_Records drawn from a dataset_
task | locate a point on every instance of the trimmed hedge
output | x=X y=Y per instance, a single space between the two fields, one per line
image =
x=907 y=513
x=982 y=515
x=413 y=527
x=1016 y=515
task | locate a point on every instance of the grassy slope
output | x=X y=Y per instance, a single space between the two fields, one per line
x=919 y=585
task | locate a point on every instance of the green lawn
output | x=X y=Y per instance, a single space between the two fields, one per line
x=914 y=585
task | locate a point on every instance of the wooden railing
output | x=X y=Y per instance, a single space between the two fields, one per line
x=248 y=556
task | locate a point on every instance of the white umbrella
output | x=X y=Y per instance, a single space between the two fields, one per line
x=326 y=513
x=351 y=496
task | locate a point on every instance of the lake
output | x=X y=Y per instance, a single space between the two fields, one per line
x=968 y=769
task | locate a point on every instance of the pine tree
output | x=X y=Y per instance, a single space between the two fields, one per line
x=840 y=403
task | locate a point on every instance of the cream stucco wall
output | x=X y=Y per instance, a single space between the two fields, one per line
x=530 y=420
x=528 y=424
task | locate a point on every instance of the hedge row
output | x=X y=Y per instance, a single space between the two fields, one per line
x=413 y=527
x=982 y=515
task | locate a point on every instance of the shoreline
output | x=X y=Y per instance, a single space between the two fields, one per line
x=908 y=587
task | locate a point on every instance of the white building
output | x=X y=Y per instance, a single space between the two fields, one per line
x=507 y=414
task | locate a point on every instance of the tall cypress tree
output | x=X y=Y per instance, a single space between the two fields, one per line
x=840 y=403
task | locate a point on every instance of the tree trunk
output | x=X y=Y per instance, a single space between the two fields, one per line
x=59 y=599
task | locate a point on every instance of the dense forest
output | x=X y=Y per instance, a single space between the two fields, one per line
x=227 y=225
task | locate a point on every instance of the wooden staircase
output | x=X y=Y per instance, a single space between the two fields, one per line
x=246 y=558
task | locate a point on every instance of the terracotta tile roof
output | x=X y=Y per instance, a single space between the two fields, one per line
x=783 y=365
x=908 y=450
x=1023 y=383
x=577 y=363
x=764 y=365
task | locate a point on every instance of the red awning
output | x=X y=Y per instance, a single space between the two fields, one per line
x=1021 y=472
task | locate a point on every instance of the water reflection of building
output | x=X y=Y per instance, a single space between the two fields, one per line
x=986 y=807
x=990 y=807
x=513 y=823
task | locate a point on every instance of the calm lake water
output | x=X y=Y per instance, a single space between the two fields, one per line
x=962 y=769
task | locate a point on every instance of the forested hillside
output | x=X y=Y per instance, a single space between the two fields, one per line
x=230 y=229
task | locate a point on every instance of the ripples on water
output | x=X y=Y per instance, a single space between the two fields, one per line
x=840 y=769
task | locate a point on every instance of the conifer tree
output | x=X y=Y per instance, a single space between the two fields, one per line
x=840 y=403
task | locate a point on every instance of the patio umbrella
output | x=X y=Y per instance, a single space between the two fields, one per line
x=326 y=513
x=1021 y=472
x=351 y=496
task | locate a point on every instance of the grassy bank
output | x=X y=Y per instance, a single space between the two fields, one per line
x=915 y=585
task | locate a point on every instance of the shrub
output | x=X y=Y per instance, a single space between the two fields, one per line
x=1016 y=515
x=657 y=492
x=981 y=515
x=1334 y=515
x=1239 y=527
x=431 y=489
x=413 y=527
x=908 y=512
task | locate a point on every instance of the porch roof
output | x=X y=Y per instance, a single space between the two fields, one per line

_Work task_
Here the output must be the lines above from the line with "the grassy slope" to the line with "task | locate a point on every instance of the pine", both included, duplicated word for word and nothing else.

_Result for this task_
task | locate a point on every instance of the grassy slope
output | x=X y=Y per instance, a single space between the two fields, one per line
x=919 y=585
task | locate a point on every instance of the green lawn
output | x=X y=Y per instance, a single space between the two fields, one per line
x=914 y=585
task | locate a point on every instance of the wooden railing
output | x=X y=Y per instance, a single space between the two fields, one per line
x=248 y=556
task | locate a point on every instance of the white umbrella
output | x=X y=Y per instance, a single space between the two fields, one per line
x=326 y=513
x=351 y=496
task | locate a point on every instance of the lake
output | x=X y=Y per instance, a single space between the two fields, one per line
x=968 y=769
task | locate a point on every instance of the pine tree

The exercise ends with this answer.